- Material to process
——

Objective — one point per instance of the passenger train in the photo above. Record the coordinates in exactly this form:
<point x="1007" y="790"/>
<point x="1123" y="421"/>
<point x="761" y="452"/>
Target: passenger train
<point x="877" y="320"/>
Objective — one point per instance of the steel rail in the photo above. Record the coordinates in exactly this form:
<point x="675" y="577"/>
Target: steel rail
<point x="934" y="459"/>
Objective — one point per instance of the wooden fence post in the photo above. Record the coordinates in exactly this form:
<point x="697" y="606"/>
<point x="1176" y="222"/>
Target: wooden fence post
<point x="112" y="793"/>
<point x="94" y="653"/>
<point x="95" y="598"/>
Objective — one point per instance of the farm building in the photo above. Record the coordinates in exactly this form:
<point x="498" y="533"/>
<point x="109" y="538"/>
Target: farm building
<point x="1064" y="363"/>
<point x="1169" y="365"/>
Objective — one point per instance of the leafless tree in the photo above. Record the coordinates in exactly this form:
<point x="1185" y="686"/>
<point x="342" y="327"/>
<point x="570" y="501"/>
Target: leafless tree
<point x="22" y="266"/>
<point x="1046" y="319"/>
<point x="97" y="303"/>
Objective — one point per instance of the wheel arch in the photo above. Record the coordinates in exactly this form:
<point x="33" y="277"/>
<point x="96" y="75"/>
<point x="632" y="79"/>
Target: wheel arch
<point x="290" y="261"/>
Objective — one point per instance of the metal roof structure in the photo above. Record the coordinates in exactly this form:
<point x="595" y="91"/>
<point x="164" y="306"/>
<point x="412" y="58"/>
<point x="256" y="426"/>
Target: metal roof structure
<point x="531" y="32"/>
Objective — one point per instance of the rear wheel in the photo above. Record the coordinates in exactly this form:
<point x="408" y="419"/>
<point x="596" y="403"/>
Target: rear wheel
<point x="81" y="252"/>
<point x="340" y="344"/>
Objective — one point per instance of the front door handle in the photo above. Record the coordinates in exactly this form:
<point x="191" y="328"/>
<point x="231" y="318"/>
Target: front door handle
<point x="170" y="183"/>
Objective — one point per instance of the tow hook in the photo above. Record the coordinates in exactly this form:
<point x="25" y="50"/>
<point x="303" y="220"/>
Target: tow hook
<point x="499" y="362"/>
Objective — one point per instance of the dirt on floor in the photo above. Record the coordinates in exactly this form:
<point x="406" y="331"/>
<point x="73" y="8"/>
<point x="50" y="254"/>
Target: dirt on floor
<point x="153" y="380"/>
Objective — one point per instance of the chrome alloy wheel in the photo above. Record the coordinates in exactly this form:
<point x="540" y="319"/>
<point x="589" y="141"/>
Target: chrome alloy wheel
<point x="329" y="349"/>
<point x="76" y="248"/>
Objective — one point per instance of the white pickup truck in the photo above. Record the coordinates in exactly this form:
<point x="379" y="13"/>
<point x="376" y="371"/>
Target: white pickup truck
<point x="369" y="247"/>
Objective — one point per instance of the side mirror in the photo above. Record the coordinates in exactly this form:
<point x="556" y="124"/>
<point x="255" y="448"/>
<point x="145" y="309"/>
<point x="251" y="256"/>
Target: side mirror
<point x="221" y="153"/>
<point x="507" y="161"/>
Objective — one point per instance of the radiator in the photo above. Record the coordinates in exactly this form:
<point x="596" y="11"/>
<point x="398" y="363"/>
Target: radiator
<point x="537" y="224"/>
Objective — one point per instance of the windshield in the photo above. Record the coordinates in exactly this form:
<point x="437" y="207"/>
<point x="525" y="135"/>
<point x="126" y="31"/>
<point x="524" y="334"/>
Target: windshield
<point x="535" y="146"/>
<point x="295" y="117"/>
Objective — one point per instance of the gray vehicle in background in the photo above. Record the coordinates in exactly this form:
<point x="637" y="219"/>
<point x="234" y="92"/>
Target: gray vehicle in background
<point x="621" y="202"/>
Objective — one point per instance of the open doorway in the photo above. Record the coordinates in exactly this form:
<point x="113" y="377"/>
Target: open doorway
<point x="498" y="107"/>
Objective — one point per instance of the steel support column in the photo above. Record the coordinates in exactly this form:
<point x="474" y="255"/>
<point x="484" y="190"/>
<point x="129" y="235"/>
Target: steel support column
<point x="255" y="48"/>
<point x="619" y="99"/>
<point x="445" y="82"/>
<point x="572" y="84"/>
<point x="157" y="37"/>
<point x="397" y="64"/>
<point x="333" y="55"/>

——

- What the task asks
Your answer should be the records themselves, returned word for word.

- Result for this exercise
Objective — one point per instance of the passenger train in the photo above. Record the coordinates in exactly this form:
<point x="1007" y="790"/>
<point x="1123" y="421"/>
<point x="761" y="452"/>
Target: passenger train
<point x="877" y="320"/>
Objective — one point per instance of the steel rail in the photo above. Record the coordinates in exactly this form:
<point x="675" y="577"/>
Target: steel rail
<point x="934" y="459"/>
Objective — one point per instance of the wooden fence post in the photo above. Record the coordinates in exactly this form:
<point x="697" y="606"/>
<point x="1176" y="222"/>
Target: wooden fence post
<point x="112" y="793"/>
<point x="94" y="653"/>
<point x="95" y="598"/>
Objective — one point per instance of the farm building in the photo above. Record the coordinates in exactly this form:
<point x="498" y="533"/>
<point x="109" y="538"/>
Target: farm building
<point x="1064" y="363"/>
<point x="1169" y="365"/>
Objective — one point per instance of the leafless tree in the photo above. Record the coordinates in exactly this form:
<point x="1185" y="686"/>
<point x="342" y="327"/>
<point x="570" y="501"/>
Target: leafless tree
<point x="22" y="266"/>
<point x="1046" y="319"/>
<point x="97" y="303"/>
Objective — one point per instance of the wheel arch in the photo above. Record the coordinates in exactly this form:
<point x="33" y="277"/>
<point x="96" y="75"/>
<point x="632" y="79"/>
Target: wheel arch
<point x="290" y="261"/>
Objective — one point per instance of the metal roof structure in the photo above. Record the coordinates in exactly this form:
<point x="595" y="91"/>
<point x="164" y="306"/>
<point x="412" y="58"/>
<point x="256" y="426"/>
Target: metal roof structure
<point x="531" y="32"/>
Objective — one point per instance of the rear wheel in the photo above. Record the coordinates in exactly this form:
<point x="408" y="419"/>
<point x="596" y="403"/>
Target: rear wheel
<point x="81" y="252"/>
<point x="340" y="344"/>
Objective — one point per instance of the front door handle in the photo above. Record the coordinates in exactly this form:
<point x="191" y="328"/>
<point x="231" y="318"/>
Target: front door handle
<point x="170" y="183"/>
Objective — one point per instance of the tow hook in the photo above. Record the coordinates in exactly this form:
<point x="25" y="50"/>
<point x="303" y="220"/>
Target: tow hook
<point x="499" y="362"/>
Objective — one point per instance of the dirt on floor in the photo above. Record the coordinates in exactly this form:
<point x="406" y="331"/>
<point x="73" y="8"/>
<point x="50" y="254"/>
Target: dirt on floor
<point x="153" y="380"/>
Objective — one point per instance of the chrome alloy wheel in the photo above. Record the coordinates in exactly this form:
<point x="540" y="319"/>
<point x="589" y="141"/>
Target: chrome alloy wheel
<point x="329" y="349"/>
<point x="76" y="248"/>
Objective — one point per instance of the white pickup truck in the photo above. Record the coordinates in exactly this form:
<point x="379" y="13"/>
<point x="376" y="371"/>
Target: white pickup truck
<point x="369" y="247"/>
Objective — one point per instance of the side mirror in the photo above. Record the coordinates in exactly this form:
<point x="556" y="124"/>
<point x="255" y="448"/>
<point x="145" y="309"/>
<point x="251" y="256"/>
Target: side mirror
<point x="221" y="153"/>
<point x="507" y="161"/>
Objective — one point per instance of the radiator in the photo above. Record the coordinates in exactly this form:
<point x="596" y="11"/>
<point x="398" y="363"/>
Target: radiator
<point x="537" y="224"/>
Objective — one point per instance of the windshield in the photo above. Record the coordinates in exactly this form:
<point x="437" y="207"/>
<point x="525" y="135"/>
<point x="126" y="31"/>
<point x="524" y="334"/>
Target: windshield
<point x="535" y="146"/>
<point x="295" y="117"/>
Objective — one point per instance of the gray vehicle in background in the photo above. Record the coordinates in exactly this form:
<point x="637" y="219"/>
<point x="234" y="92"/>
Target: gray vehicle in background
<point x="621" y="202"/>
Objective — one point per instance of the open doorway in the photo above. Record the coordinates in exactly this form:
<point x="113" y="377"/>
Target: open doorway
<point x="498" y="107"/>
Objective — one point per instance of the steel support column in the photo above. Record the coordinates in exactly this form:
<point x="474" y="255"/>
<point x="484" y="190"/>
<point x="129" y="235"/>
Target: steel support column
<point x="255" y="48"/>
<point x="619" y="99"/>
<point x="445" y="82"/>
<point x="572" y="84"/>
<point x="157" y="37"/>
<point x="397" y="64"/>
<point x="333" y="55"/>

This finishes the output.